- [Data provided]
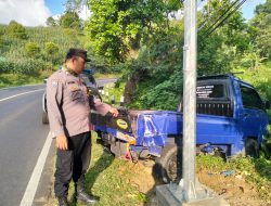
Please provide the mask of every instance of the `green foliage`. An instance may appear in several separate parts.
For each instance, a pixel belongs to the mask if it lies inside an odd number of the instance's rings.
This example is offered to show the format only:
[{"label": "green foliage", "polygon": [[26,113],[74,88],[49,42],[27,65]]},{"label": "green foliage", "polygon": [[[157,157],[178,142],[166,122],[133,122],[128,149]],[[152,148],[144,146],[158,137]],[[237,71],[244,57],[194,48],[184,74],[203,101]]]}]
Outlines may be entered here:
[{"label": "green foliage", "polygon": [[[0,29],[7,30],[8,27],[0,25]],[[0,55],[4,59],[0,62],[0,74],[35,76],[42,70],[52,70],[63,63],[69,48],[81,47],[76,30],[62,27],[27,27],[26,31],[28,42],[9,35],[0,37]]]},{"label": "green foliage", "polygon": [[167,14],[177,11],[178,1],[100,1],[90,0],[92,15],[86,24],[93,51],[111,60],[124,62],[129,50],[138,50],[157,31],[169,29]]},{"label": "green foliage", "polygon": [[47,18],[47,26],[57,26],[57,23],[52,16],[50,16]]},{"label": "green foliage", "polygon": [[66,11],[60,18],[60,26],[63,28],[81,28],[81,21],[78,14],[74,11]]},{"label": "green foliage", "polygon": [[25,44],[25,50],[29,57],[39,57],[40,55],[40,47],[36,42],[27,42]]},{"label": "green foliage", "polygon": [[26,29],[22,24],[11,21],[7,27],[7,34],[18,39],[27,39]]},{"label": "green foliage", "polygon": [[46,43],[46,52],[48,55],[55,55],[59,52],[60,48],[54,42]]},{"label": "green foliage", "polygon": [[255,13],[251,21],[251,27],[255,30],[253,38],[260,51],[261,59],[271,60],[271,1],[267,0],[266,3],[257,5]]}]

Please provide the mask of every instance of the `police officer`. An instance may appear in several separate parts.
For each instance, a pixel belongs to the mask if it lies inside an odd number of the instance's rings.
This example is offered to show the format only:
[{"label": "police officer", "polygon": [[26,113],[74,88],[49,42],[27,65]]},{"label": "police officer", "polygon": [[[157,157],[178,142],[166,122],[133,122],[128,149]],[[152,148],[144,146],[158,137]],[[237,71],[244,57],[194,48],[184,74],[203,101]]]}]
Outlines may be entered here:
[{"label": "police officer", "polygon": [[87,204],[96,199],[85,191],[85,173],[90,164],[90,105],[102,115],[118,111],[109,105],[90,99],[88,89],[79,74],[83,70],[87,51],[69,49],[61,70],[47,82],[47,105],[51,131],[56,137],[56,170],[54,192],[59,205],[66,206],[68,184],[73,178],[75,197]]}]

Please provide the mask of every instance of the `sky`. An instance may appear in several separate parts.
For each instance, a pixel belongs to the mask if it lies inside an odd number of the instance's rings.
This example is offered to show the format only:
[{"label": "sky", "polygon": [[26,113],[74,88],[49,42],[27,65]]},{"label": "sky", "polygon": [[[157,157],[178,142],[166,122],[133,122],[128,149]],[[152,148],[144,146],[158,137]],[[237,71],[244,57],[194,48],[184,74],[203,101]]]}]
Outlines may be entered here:
[{"label": "sky", "polygon": [[[242,7],[244,17],[251,18],[255,7],[264,2],[266,0],[247,0]],[[65,0],[0,0],[0,24],[9,24],[14,20],[24,26],[44,26],[49,16],[64,12],[64,3]],[[80,15],[86,18],[86,11]]]}]

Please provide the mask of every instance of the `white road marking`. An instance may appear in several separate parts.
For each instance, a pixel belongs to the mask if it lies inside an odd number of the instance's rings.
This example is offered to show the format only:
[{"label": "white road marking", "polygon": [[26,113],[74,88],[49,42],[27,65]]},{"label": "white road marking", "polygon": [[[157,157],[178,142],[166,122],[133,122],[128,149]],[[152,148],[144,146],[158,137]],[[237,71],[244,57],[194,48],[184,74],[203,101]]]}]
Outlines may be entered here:
[{"label": "white road marking", "polygon": [[8,90],[8,89],[24,88],[24,87],[41,86],[41,85],[44,85],[44,83],[38,83],[38,85],[25,85],[25,86],[17,86],[17,87],[5,87],[5,88],[0,89],[0,91],[2,91],[2,90]]},{"label": "white road marking", "polygon": [[10,100],[12,98],[16,98],[16,96],[20,96],[20,95],[24,95],[24,94],[27,94],[27,93],[34,93],[34,92],[37,92],[37,91],[41,91],[41,90],[44,90],[44,89],[37,89],[37,90],[34,90],[34,91],[27,91],[27,92],[18,93],[18,94],[15,94],[15,95],[11,95],[9,98],[1,99],[0,102],[3,102],[5,100]]},{"label": "white road marking", "polygon": [[38,158],[38,162],[35,166],[35,169],[33,170],[31,178],[27,184],[27,188],[25,190],[25,194],[21,201],[20,206],[31,206],[33,205],[34,197],[35,197],[35,194],[37,192],[37,188],[39,184],[41,172],[43,170],[51,143],[52,143],[52,134],[51,134],[51,132],[49,132],[48,137],[47,137],[47,141],[46,141],[43,149],[39,155],[39,158]]}]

- [Work required] Report how many lines of the rows above contain the string "appear", counting only matches with the same case, and give the number alone.

- [Expected output] 4